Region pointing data
==================================================

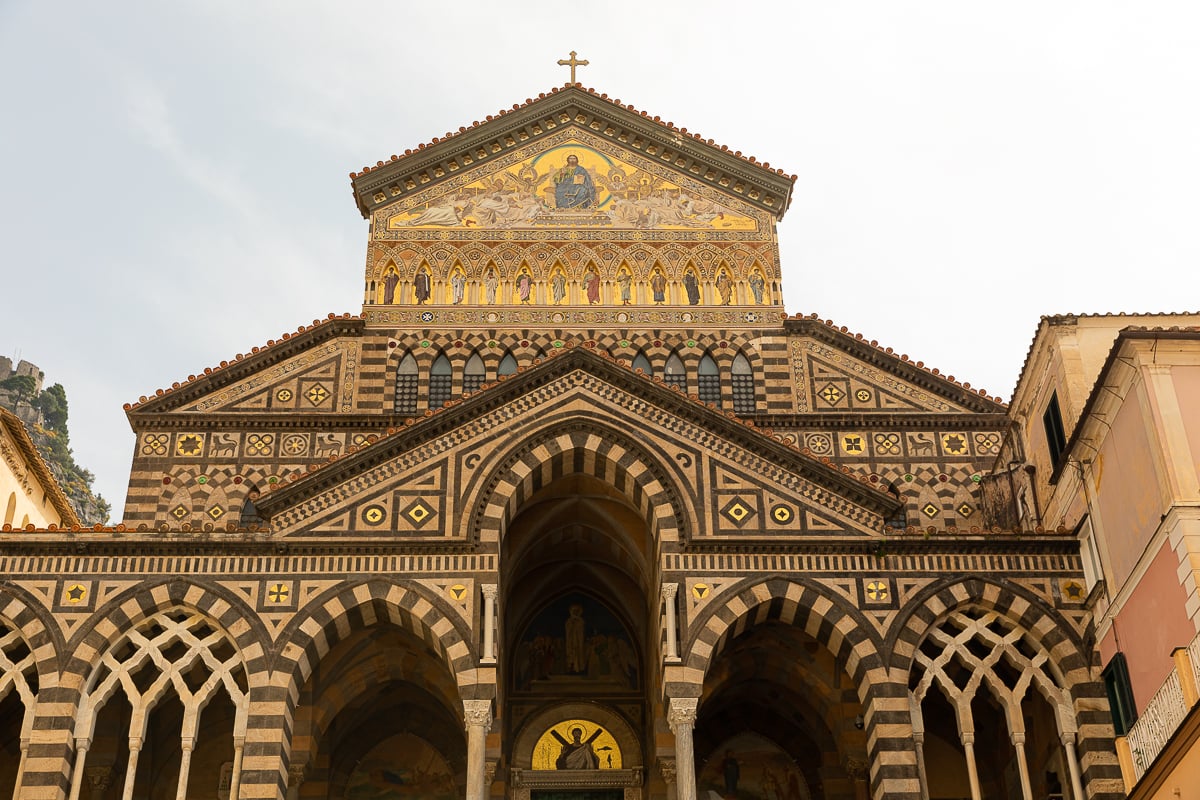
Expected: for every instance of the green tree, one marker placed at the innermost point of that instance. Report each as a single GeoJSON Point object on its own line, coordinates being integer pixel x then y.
{"type": "Point", "coordinates": [22, 388]}
{"type": "Point", "coordinates": [53, 405]}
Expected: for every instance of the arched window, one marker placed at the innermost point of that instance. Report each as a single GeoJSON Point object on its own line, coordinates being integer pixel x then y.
{"type": "Point", "coordinates": [675, 374]}
{"type": "Point", "coordinates": [441, 382]}
{"type": "Point", "coordinates": [899, 521]}
{"type": "Point", "coordinates": [709, 380]}
{"type": "Point", "coordinates": [407, 384]}
{"type": "Point", "coordinates": [473, 376]}
{"type": "Point", "coordinates": [742, 383]}
{"type": "Point", "coordinates": [643, 364]}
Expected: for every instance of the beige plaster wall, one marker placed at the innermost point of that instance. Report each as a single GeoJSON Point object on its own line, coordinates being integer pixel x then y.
{"type": "Point", "coordinates": [1129, 500]}
{"type": "Point", "coordinates": [23, 499]}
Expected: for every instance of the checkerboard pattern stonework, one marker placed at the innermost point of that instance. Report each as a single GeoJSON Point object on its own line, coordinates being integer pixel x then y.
{"type": "Point", "coordinates": [749, 549]}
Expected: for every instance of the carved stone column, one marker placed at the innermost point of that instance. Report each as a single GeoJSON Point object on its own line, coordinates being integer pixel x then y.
{"type": "Point", "coordinates": [669, 594]}
{"type": "Point", "coordinates": [489, 618]}
{"type": "Point", "coordinates": [99, 777]}
{"type": "Point", "coordinates": [666, 767]}
{"type": "Point", "coordinates": [479, 721]}
{"type": "Point", "coordinates": [297, 774]}
{"type": "Point", "coordinates": [682, 717]}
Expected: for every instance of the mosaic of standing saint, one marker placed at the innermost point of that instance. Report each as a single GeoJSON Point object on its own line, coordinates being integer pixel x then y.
{"type": "Point", "coordinates": [573, 185]}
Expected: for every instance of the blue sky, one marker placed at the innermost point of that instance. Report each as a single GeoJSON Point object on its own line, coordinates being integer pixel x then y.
{"type": "Point", "coordinates": [175, 174]}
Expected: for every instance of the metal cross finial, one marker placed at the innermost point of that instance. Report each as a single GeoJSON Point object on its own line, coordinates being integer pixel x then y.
{"type": "Point", "coordinates": [571, 62]}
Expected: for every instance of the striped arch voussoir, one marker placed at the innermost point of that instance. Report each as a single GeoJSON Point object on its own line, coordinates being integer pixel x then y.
{"type": "Point", "coordinates": [791, 601]}
{"type": "Point", "coordinates": [1015, 602]}
{"type": "Point", "coordinates": [586, 447]}
{"type": "Point", "coordinates": [21, 612]}
{"type": "Point", "coordinates": [125, 611]}
{"type": "Point", "coordinates": [353, 607]}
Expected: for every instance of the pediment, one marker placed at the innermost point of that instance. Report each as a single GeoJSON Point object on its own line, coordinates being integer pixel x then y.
{"type": "Point", "coordinates": [568, 180]}
{"type": "Point", "coordinates": [573, 112]}
{"type": "Point", "coordinates": [443, 477]}
{"type": "Point", "coordinates": [311, 372]}
{"type": "Point", "coordinates": [834, 372]}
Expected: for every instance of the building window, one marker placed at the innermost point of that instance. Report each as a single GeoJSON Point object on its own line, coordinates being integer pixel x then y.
{"type": "Point", "coordinates": [709, 380]}
{"type": "Point", "coordinates": [1121, 705]}
{"type": "Point", "coordinates": [643, 364]}
{"type": "Point", "coordinates": [1056, 435]}
{"type": "Point", "coordinates": [473, 374]}
{"type": "Point", "coordinates": [742, 383]}
{"type": "Point", "coordinates": [441, 382]}
{"type": "Point", "coordinates": [407, 384]}
{"type": "Point", "coordinates": [675, 374]}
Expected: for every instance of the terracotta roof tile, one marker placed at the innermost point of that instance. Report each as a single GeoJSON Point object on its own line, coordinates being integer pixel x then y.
{"type": "Point", "coordinates": [37, 464]}
{"type": "Point", "coordinates": [240, 356]}
{"type": "Point", "coordinates": [529, 101]}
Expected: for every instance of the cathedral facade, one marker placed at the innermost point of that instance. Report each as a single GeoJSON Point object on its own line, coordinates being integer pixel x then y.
{"type": "Point", "coordinates": [571, 511]}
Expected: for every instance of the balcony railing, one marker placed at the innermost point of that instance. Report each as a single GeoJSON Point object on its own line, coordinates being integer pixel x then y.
{"type": "Point", "coordinates": [1164, 714]}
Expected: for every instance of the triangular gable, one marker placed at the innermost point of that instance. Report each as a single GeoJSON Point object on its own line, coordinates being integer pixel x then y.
{"type": "Point", "coordinates": [570, 179]}
{"type": "Point", "coordinates": [733, 481]}
{"type": "Point", "coordinates": [573, 109]}
{"type": "Point", "coordinates": [835, 372]}
{"type": "Point", "coordinates": [311, 372]}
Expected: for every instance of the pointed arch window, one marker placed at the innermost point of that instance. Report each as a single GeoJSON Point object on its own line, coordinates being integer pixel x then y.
{"type": "Point", "coordinates": [675, 374]}
{"type": "Point", "coordinates": [742, 383]}
{"type": "Point", "coordinates": [643, 364]}
{"type": "Point", "coordinates": [473, 374]}
{"type": "Point", "coordinates": [708, 380]}
{"type": "Point", "coordinates": [407, 385]}
{"type": "Point", "coordinates": [441, 382]}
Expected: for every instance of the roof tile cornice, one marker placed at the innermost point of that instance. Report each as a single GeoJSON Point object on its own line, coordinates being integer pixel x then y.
{"type": "Point", "coordinates": [929, 378]}
{"type": "Point", "coordinates": [726, 170]}
{"type": "Point", "coordinates": [822, 470]}
{"type": "Point", "coordinates": [35, 462]}
{"type": "Point", "coordinates": [245, 364]}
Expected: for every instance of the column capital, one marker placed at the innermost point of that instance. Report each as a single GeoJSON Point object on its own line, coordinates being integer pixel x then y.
{"type": "Point", "coordinates": [478, 714]}
{"type": "Point", "coordinates": [682, 710]}
{"type": "Point", "coordinates": [297, 774]}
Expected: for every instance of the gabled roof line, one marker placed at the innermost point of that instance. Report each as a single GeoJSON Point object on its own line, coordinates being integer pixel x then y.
{"type": "Point", "coordinates": [820, 465]}
{"type": "Point", "coordinates": [516, 107]}
{"type": "Point", "coordinates": [967, 396]}
{"type": "Point", "coordinates": [431, 164]}
{"type": "Point", "coordinates": [226, 368]}
{"type": "Point", "coordinates": [37, 464]}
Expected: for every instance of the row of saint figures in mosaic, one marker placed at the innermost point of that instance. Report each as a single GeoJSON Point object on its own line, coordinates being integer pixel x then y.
{"type": "Point", "coordinates": [571, 185]}
{"type": "Point", "coordinates": [420, 287]}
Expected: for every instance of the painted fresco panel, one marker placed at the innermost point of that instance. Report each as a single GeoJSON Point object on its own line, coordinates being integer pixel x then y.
{"type": "Point", "coordinates": [573, 185]}
{"type": "Point", "coordinates": [749, 767]}
{"type": "Point", "coordinates": [403, 767]}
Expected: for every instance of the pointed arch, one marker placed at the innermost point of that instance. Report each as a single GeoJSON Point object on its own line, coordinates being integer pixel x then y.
{"type": "Point", "coordinates": [407, 386]}
{"type": "Point", "coordinates": [331, 617]}
{"type": "Point", "coordinates": [742, 384]}
{"type": "Point", "coordinates": [795, 601]}
{"type": "Point", "coordinates": [708, 380]}
{"type": "Point", "coordinates": [581, 446]}
{"type": "Point", "coordinates": [643, 364]}
{"type": "Point", "coordinates": [675, 373]}
{"type": "Point", "coordinates": [473, 374]}
{"type": "Point", "coordinates": [441, 382]}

==================================================

## [WHAT IS BEING ASKED]
Repeat the records word for word. Leave out whatever pictures they hold.

## [OUTPUT OF THE EXERCISE]
Expected: for every instance of the green tree, one marker placed at the innermost point of that instance. Report each as a single GeoJSON Point object on its own line, coordinates being integer pixel x then y.
{"type": "Point", "coordinates": [22, 388]}
{"type": "Point", "coordinates": [53, 405]}
Expected: for every instance of the arched window, one marker placed at the innermost point of that instance. Report each as a single GeoJSON Point object on its own line, coordinates being integer pixel x then y.
{"type": "Point", "coordinates": [675, 374]}
{"type": "Point", "coordinates": [441, 382]}
{"type": "Point", "coordinates": [899, 521]}
{"type": "Point", "coordinates": [709, 380]}
{"type": "Point", "coordinates": [407, 384]}
{"type": "Point", "coordinates": [473, 376]}
{"type": "Point", "coordinates": [742, 383]}
{"type": "Point", "coordinates": [643, 364]}
Expected: for every instance of the beige plaster wall, one marker placed at the innermost point of that instance. Report each as a single GeoJSON Point object on its own line, coordinates being integer pixel x then y.
{"type": "Point", "coordinates": [1129, 500]}
{"type": "Point", "coordinates": [23, 499]}
Expected: for every instance of the checkerboard pattern stonework, one marker placed at the innermost point of that instance. Report each as a single GeoJSON Point object on its own line, coordinates being integer pixel x then y.
{"type": "Point", "coordinates": [749, 549]}
Expected: for every instance of the carved stone column, one marker placed at the innermost point of that instance. Report each as a single GeoJSON Point object on its own line, coordinates being integer pixel x then y.
{"type": "Point", "coordinates": [669, 594]}
{"type": "Point", "coordinates": [489, 618]}
{"type": "Point", "coordinates": [99, 777]}
{"type": "Point", "coordinates": [666, 767]}
{"type": "Point", "coordinates": [479, 721]}
{"type": "Point", "coordinates": [297, 774]}
{"type": "Point", "coordinates": [682, 717]}
Expected: for every instance of the mosaic of standing saint, one marker placed at the innermost point of that instance. Report each as a single GeoJSON Point object on its own line, coordinates being integer pixel x then y.
{"type": "Point", "coordinates": [573, 185]}
Expected: for every instance of the blue sky, one marker placed at the innermost point of that instance. Report each as a single GeoJSON Point object on its own line, coordinates being integer pixel x then y.
{"type": "Point", "coordinates": [175, 174]}
Expected: for every instance of the metal cross finial, one marker placed at the innermost point of that instance. Report each as a single GeoJSON Point object on its own line, coordinates being integer pixel x then y.
{"type": "Point", "coordinates": [571, 62]}
Expected: for every instance of the striped arch voussoir, one marker placed at the innermost point of that instance. Report each as a single GeoJSON Point object on its own line, coordinates being integer pixel x then y.
{"type": "Point", "coordinates": [791, 601]}
{"type": "Point", "coordinates": [1015, 602]}
{"type": "Point", "coordinates": [586, 447]}
{"type": "Point", "coordinates": [21, 612]}
{"type": "Point", "coordinates": [125, 611]}
{"type": "Point", "coordinates": [353, 607]}
Expected: for every instance of the pediment, one marker placed at the innermost point of that instance. Report each as a single GeoJSON Point object on its own line, coordinates being integer pixel x then y.
{"type": "Point", "coordinates": [568, 180]}
{"type": "Point", "coordinates": [573, 112]}
{"type": "Point", "coordinates": [443, 477]}
{"type": "Point", "coordinates": [311, 372]}
{"type": "Point", "coordinates": [834, 372]}
Expected: for every instance of the building window, one marker placed at the innermost point of that instance. Report each as a single GeoJSON Point object on its own line, coordinates being integer pixel x then y.
{"type": "Point", "coordinates": [709, 380]}
{"type": "Point", "coordinates": [1121, 705]}
{"type": "Point", "coordinates": [643, 364]}
{"type": "Point", "coordinates": [1056, 435]}
{"type": "Point", "coordinates": [473, 374]}
{"type": "Point", "coordinates": [742, 383]}
{"type": "Point", "coordinates": [441, 382]}
{"type": "Point", "coordinates": [407, 384]}
{"type": "Point", "coordinates": [675, 374]}
Expected: for every instance of the terracotta roof tile, one marker placed at the innermost point of that instance. Report each as a single GeoJSON Point object on its own line, coordinates being integer pixel x then y.
{"type": "Point", "coordinates": [37, 464]}
{"type": "Point", "coordinates": [240, 356]}
{"type": "Point", "coordinates": [529, 101]}
Expected: for every instance of the cathedral facade, one marker placed at the innermost point of that instance. Report each as a single GeoJSON Point object on its own line, coordinates being integer pixel x then y.
{"type": "Point", "coordinates": [571, 511]}
Expected: for every instance of the balcony railing, one marker placed at the innermost point of that instance. Report each as a single GeoJSON Point object on its own line, coordinates being integer pixel x then y.
{"type": "Point", "coordinates": [1164, 714]}
Expected: for every instance of the triangular gable, one marker placed at the innermost point of that instance. Report each as a single GeoJSON Point object on its own line, coordinates being integer pixel x then y.
{"type": "Point", "coordinates": [570, 179]}
{"type": "Point", "coordinates": [733, 481]}
{"type": "Point", "coordinates": [573, 109]}
{"type": "Point", "coordinates": [835, 372]}
{"type": "Point", "coordinates": [311, 372]}
Expected: for every instance of the pointed arch window, one marker placed at the innermost point of that instance. Report each as a single GeoJSON Point object on its own line, coordinates being integer pixel x then y.
{"type": "Point", "coordinates": [675, 374]}
{"type": "Point", "coordinates": [742, 383]}
{"type": "Point", "coordinates": [643, 364]}
{"type": "Point", "coordinates": [473, 374]}
{"type": "Point", "coordinates": [708, 380]}
{"type": "Point", "coordinates": [407, 385]}
{"type": "Point", "coordinates": [441, 382]}
Expected: for every instance of the roof tile cornice, one marker placed at the innermost point of that instance. Report each as a single GeoJSON Point object on its own line, coordinates being integer pixel x then y.
{"type": "Point", "coordinates": [929, 378]}
{"type": "Point", "coordinates": [726, 170]}
{"type": "Point", "coordinates": [822, 470]}
{"type": "Point", "coordinates": [35, 462]}
{"type": "Point", "coordinates": [245, 364]}
Expected: for every instance of the column capital, one marker placed at the innermost point of that instance. Report each as a single GeoJSON Point object on its own line, coordinates being integer pixel x then y.
{"type": "Point", "coordinates": [478, 714]}
{"type": "Point", "coordinates": [682, 710]}
{"type": "Point", "coordinates": [297, 774]}
Expected: for every instance of the gabled roof line, one marker placed at the innermost point of that instance. Report each as a single GeoJSON Point object on its own line, coordinates being integer pixel x then y.
{"type": "Point", "coordinates": [820, 465]}
{"type": "Point", "coordinates": [516, 107]}
{"type": "Point", "coordinates": [967, 396]}
{"type": "Point", "coordinates": [431, 164]}
{"type": "Point", "coordinates": [226, 368]}
{"type": "Point", "coordinates": [37, 464]}
Expected: for every instance of the row of saint figures in mosaic, one marker placed at the innermost point of that instance. Report each as a single GeoJSON Point object on its own line, coordinates being integer pixel x then y.
{"type": "Point", "coordinates": [571, 185]}
{"type": "Point", "coordinates": [420, 287]}
Expected: for every instance of the painted fresco panel, one marker placed at the innermost point of that instance. Report each as a single GeoJSON Point object on its own line, coordinates being integer pixel x then y.
{"type": "Point", "coordinates": [573, 185]}
{"type": "Point", "coordinates": [749, 767]}
{"type": "Point", "coordinates": [403, 767]}
Expected: for every instance of the pointed arch, one marker placed at the innermost point of that instance. Report each as a single GeoJSON Point object on its own line, coordinates being integer pixel x then y.
{"type": "Point", "coordinates": [407, 386]}
{"type": "Point", "coordinates": [331, 617]}
{"type": "Point", "coordinates": [742, 384]}
{"type": "Point", "coordinates": [795, 601]}
{"type": "Point", "coordinates": [708, 380]}
{"type": "Point", "coordinates": [581, 446]}
{"type": "Point", "coordinates": [643, 364]}
{"type": "Point", "coordinates": [675, 373]}
{"type": "Point", "coordinates": [473, 374]}
{"type": "Point", "coordinates": [441, 382]}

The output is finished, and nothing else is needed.